▸ KETENTUAN LATIHAN
Temukan setiap baris dalam data di bawah ini yang memuat kata "tree", lalu salin baris-baris itu. Huruf besar dan huruf kecil dibedakan.

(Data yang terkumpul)
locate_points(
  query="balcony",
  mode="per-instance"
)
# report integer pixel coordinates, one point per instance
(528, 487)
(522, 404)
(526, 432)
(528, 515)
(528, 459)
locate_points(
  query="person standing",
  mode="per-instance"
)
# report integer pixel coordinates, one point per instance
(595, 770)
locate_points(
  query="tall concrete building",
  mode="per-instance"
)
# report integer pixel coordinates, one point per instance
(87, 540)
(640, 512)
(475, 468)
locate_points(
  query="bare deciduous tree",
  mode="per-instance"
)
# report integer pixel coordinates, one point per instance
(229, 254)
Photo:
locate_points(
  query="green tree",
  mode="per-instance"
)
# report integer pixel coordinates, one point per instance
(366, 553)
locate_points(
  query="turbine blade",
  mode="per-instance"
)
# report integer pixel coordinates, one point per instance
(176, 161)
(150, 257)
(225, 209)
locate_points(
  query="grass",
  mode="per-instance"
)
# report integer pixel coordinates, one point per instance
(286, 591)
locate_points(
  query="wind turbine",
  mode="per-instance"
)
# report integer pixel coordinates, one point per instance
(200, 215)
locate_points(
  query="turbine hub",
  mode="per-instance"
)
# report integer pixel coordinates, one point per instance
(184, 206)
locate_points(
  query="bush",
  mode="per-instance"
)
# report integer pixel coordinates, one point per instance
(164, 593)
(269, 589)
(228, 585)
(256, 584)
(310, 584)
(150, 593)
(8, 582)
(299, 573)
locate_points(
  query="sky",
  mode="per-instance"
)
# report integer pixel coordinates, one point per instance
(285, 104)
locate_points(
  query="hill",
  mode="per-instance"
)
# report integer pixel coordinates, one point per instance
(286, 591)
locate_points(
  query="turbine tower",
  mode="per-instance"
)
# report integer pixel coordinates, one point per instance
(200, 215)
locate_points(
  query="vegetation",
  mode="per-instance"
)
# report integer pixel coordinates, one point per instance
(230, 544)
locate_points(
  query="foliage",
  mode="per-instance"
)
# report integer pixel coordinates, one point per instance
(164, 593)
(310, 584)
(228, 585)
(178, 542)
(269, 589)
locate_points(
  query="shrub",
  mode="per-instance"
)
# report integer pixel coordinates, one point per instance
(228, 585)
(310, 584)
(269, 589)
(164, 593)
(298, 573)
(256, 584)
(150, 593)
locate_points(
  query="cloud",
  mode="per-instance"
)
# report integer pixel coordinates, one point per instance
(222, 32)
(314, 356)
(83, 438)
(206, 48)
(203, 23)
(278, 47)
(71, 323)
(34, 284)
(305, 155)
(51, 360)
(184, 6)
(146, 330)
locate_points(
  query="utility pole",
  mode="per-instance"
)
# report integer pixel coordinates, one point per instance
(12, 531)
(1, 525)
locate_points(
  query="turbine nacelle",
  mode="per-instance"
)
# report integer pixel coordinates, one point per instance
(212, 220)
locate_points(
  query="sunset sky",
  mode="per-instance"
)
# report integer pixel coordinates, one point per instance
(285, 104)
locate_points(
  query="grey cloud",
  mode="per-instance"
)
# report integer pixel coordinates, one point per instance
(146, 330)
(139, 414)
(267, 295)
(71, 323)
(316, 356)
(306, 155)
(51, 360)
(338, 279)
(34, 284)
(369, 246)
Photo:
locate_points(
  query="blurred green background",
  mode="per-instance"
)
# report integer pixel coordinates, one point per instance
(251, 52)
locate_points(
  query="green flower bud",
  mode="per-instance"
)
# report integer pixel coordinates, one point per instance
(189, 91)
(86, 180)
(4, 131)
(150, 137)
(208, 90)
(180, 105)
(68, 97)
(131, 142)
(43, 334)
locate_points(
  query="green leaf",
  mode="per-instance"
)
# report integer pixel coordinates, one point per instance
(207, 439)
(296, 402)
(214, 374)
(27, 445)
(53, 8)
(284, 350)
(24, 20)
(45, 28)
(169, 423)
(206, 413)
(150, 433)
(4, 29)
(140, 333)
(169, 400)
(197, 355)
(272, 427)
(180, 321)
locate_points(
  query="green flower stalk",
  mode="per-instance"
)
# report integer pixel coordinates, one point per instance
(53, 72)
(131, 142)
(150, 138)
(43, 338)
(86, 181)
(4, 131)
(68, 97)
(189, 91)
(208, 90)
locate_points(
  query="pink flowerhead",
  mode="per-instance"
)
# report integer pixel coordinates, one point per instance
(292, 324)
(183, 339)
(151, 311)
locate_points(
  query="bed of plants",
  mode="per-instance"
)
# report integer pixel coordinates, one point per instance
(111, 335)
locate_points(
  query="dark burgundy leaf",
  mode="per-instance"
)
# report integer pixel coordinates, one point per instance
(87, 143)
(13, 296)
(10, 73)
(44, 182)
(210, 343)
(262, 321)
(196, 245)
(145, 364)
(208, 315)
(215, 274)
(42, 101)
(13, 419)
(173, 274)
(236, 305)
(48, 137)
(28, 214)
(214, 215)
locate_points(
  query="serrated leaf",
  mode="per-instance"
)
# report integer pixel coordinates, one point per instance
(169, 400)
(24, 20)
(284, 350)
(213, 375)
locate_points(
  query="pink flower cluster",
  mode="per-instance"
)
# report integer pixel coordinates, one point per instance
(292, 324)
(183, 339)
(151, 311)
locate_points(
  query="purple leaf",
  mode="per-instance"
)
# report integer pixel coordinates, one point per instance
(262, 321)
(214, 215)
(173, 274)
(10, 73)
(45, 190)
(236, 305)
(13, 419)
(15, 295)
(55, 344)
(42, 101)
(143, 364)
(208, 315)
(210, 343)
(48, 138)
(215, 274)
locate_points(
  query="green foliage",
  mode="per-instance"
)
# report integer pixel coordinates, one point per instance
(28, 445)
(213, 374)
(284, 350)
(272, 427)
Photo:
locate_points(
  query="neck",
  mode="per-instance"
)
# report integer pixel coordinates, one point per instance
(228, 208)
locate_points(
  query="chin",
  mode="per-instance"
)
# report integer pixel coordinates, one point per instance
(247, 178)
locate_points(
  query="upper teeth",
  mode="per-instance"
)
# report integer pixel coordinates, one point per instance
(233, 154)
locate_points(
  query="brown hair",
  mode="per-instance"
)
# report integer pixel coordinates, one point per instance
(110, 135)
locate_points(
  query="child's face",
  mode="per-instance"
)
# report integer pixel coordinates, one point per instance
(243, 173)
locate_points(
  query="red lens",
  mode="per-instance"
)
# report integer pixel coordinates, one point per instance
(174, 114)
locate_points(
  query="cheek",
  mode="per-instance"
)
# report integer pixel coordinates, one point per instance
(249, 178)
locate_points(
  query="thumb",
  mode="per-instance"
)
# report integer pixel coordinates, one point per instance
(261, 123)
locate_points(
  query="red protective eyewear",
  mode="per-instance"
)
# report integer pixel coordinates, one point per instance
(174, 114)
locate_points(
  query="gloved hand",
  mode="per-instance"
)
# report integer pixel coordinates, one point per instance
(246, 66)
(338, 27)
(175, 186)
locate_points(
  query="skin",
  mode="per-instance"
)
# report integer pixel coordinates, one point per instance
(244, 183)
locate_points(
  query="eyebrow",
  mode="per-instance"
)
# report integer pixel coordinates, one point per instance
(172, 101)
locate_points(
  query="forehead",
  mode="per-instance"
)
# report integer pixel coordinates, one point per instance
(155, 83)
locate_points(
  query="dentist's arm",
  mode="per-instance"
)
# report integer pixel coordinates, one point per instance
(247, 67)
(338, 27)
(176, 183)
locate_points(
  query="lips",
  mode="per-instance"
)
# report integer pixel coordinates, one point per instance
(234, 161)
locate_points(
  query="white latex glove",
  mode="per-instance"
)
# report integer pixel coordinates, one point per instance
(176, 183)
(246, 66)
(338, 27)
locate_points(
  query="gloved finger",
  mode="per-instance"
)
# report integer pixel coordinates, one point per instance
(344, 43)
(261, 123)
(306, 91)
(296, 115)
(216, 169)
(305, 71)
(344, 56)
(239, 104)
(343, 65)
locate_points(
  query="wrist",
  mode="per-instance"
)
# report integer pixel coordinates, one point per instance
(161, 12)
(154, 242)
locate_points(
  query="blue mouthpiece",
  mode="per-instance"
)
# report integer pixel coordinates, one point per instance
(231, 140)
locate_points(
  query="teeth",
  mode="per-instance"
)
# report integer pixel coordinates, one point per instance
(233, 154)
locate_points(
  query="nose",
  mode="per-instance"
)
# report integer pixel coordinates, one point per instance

▸ JAWABAN LATIHAN
  query="bare deciduous tree",
  query="green tree",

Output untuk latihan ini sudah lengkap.